──────── Exercise material

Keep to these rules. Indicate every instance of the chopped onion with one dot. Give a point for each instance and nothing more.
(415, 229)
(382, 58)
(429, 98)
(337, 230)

────────────────

**Problem description**:
Could you recast every line of the entries above as a Markdown table with the columns Row and Entry Line, numbering each row and leaving out blank lines?

**Output for this task**:
| Row | Entry Line |
|---|---|
| 1 | Keep to these rules. Indicate every instance of the chopped onion with one dot. Give a point for each instance and nothing more. |
| 2 | (415, 229) |
| 3 | (382, 58) |
| 4 | (429, 98) |
| 5 | (337, 230) |